Task description:
Quote every line of the entries below word for word, but leave the pictures out.

The data:
Start

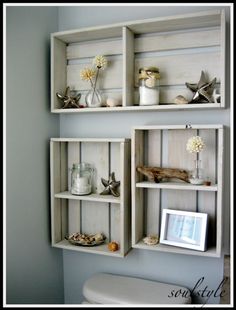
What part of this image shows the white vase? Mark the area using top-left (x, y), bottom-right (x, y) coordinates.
top-left (189, 159), bottom-right (204, 185)
top-left (85, 88), bottom-right (103, 108)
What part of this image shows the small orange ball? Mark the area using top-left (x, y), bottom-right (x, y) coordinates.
top-left (107, 241), bottom-right (119, 252)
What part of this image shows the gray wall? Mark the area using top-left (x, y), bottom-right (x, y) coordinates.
top-left (59, 5), bottom-right (230, 304)
top-left (6, 7), bottom-right (64, 304)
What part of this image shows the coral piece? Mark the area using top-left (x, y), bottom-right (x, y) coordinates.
top-left (137, 166), bottom-right (189, 183)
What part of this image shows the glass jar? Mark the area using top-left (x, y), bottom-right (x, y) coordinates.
top-left (139, 67), bottom-right (160, 105)
top-left (189, 159), bottom-right (204, 185)
top-left (71, 163), bottom-right (93, 195)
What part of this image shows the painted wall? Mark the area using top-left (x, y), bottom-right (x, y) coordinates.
top-left (6, 7), bottom-right (64, 305)
top-left (59, 6), bottom-right (230, 304)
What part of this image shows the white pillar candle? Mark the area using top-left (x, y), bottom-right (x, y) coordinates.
top-left (75, 177), bottom-right (88, 187)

End

Worked answer:
What part of this image shows the white vase? Mark the area using top-left (x, y), bottom-right (x, y) coordinates.
top-left (189, 159), bottom-right (204, 185)
top-left (85, 88), bottom-right (103, 108)
What part of this image shows the small orange ball? Mark the area using top-left (x, y), bottom-right (x, y) coordinates.
top-left (107, 241), bottom-right (119, 252)
What part of this image shows the gray wall? Mark the area using top-left (x, y), bottom-right (x, y) coordinates.
top-left (59, 5), bottom-right (230, 304)
top-left (6, 7), bottom-right (64, 304)
What part of this image shows the coral piece? Mark the area using top-left (x, y), bottom-right (x, y) coordinates.
top-left (137, 166), bottom-right (189, 183)
What part of this image shows the glass jar? Mark the area using top-left (x, y), bottom-right (x, y) coordinates.
top-left (139, 67), bottom-right (160, 105)
top-left (189, 159), bottom-right (204, 185)
top-left (71, 163), bottom-right (93, 195)
What part of this image shows the painted wall? Mark the area using top-left (x, y), bottom-right (x, y) coordinates.
top-left (6, 7), bottom-right (64, 305)
top-left (59, 6), bottom-right (230, 304)
What part of this image shows the white pillar candle? Mark the area using top-left (x, y), bottom-right (x, y) coordinates.
top-left (75, 177), bottom-right (88, 187)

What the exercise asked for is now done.